DOCUMENT EXCERPT –
** START **

Offset only have meaning for a specific partition.
Order is guaranteed only within a partition (not across partition).
In Kafka data is kept for a limited time but offsets keep growing (default is a week).
Data in immutable on partitions (append only).
Data is assigned randomly to partitions unless a key is provided.
Each partition has one leader and multiple ISR (Replicas).
Each partition can handle X amount of throughput.
More partitions:
- Better parallelism, throughput
- More consumers in a group
- A partition at least on each broker
- More open files on Kafka
- More elections to perform on Zookeeper
Partition Rebalance occurs when a new consumer is added, removed or consumer dies or partitions increased.
Message with no keys will be stored with round-robin strategy among partitions.
To one partition only one thread is assigned.

Offset:

The position on the number of records within a partition.
The high watermark is the indicated offset of messages that are fully replicated , while the end-of-log offset might be larger if there are newly appended records to the leader partition which are not replicated yet.
The high watermark is an advanced Kafka concept, and is advanced once all the ISR replicates the latest offsets. A consumer can only read up to the value of the High Watermark (which can be less than the highest offset, in the case of acks=1)

Brokers:

Each broker is identified with IDs
Each broker contains certain topic partitions.
Connecting to a broker is the same as being connected to all cluster.
At any time only ONE broker can be leader for a given partition
Only that leader can receive and serve data for a partition
What decides leaders and ISR is zookeeper
Every broker is also a bootstrap broker
- You only need to connect to one broker to be connected to entire cluster
- Each broker knows about all brokers, topics and partitions (metadata)

Replication factor:

Number of copies of all partitions.
Contributes to resilience.
Increase in RF increase pressure in the brokers.
More replication more latency.
More storage usage.
min.insync.replicas only matters if acks=all
single in-sync replica is still readable, but not writeable if the producer using acks=all

Zookeeper:

Manages brokers (keeps list of them)
Performs leader election for partitions
Sends notifications to Kafka in case of change
Has leaders and followers
Dynamic topic configurations are maintained in Zookeeper.

** END **

EXTRACTED INFORMATION –
** START **

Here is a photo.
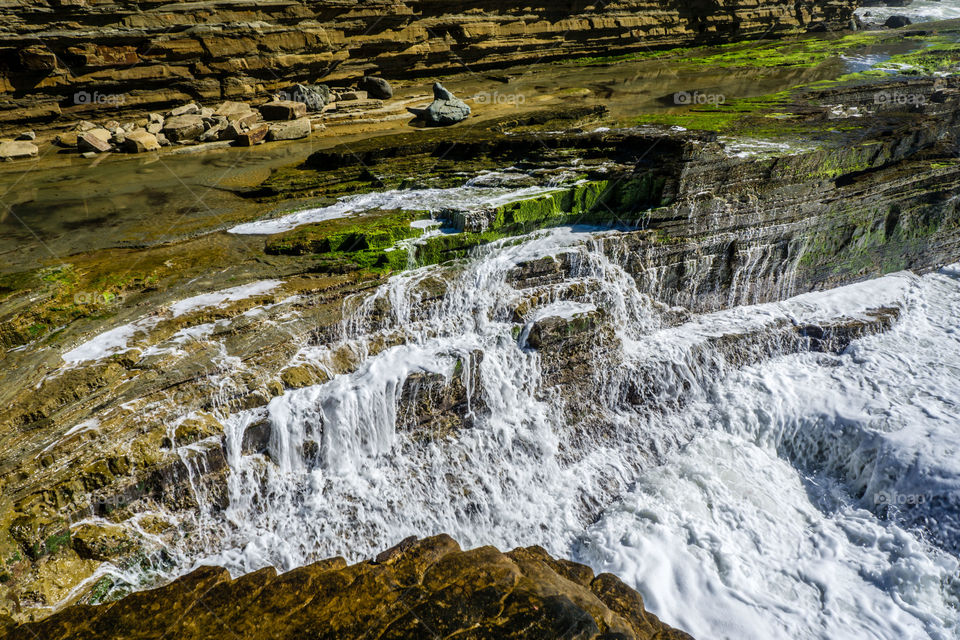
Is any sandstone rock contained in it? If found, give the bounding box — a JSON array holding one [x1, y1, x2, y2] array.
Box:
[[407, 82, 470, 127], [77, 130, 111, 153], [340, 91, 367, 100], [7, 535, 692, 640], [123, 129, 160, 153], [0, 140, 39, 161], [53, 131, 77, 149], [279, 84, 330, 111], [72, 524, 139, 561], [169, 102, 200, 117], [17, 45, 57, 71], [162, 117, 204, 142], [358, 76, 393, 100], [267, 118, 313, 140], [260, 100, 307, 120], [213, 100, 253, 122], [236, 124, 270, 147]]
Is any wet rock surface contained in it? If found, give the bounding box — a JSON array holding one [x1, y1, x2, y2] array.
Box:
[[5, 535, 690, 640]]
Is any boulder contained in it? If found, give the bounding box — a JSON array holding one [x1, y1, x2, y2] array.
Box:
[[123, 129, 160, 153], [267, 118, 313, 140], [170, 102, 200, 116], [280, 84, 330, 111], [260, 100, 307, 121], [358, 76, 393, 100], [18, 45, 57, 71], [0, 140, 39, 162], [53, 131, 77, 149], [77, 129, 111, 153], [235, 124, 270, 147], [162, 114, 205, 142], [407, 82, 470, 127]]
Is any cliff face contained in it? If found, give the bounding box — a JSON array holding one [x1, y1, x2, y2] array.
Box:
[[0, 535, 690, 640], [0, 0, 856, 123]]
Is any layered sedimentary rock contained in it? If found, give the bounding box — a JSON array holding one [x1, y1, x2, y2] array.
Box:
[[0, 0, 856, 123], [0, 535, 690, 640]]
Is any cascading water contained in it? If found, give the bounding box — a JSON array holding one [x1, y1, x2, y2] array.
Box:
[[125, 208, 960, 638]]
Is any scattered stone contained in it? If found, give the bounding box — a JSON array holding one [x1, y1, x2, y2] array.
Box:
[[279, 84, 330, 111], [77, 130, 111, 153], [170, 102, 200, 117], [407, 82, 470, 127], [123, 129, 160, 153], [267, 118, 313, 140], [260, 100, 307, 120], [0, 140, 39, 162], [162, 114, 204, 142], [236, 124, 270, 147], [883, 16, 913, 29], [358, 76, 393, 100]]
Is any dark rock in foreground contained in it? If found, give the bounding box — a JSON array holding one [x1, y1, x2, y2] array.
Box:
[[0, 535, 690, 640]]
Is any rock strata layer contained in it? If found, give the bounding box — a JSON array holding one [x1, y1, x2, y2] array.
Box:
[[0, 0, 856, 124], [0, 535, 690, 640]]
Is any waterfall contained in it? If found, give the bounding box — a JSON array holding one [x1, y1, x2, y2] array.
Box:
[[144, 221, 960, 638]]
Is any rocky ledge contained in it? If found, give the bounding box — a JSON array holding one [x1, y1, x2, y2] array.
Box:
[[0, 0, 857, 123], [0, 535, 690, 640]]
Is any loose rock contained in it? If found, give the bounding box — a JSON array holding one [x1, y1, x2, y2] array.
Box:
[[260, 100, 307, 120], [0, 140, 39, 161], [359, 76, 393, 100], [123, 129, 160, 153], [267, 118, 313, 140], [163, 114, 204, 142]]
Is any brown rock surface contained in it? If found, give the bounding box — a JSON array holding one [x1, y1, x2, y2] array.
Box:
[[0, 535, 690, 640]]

** END **

INSTRUCTIONS TO FOLLOW – Reproduce the passage of the Kafka notes above, starting with "At any time" and going on through "and partitions (metadata)".

TASK ANSWER –
At any time only ONE broker can be leader for a given partition
Only that leader can receive and serve data for a partition
What decides leaders and ISR is zookeeper
Every broker is also a bootstrap broker
- You only need to connect to one broker to be connected to entire cluster
- Each broker knows about all brokers, topics and partitions (metadata)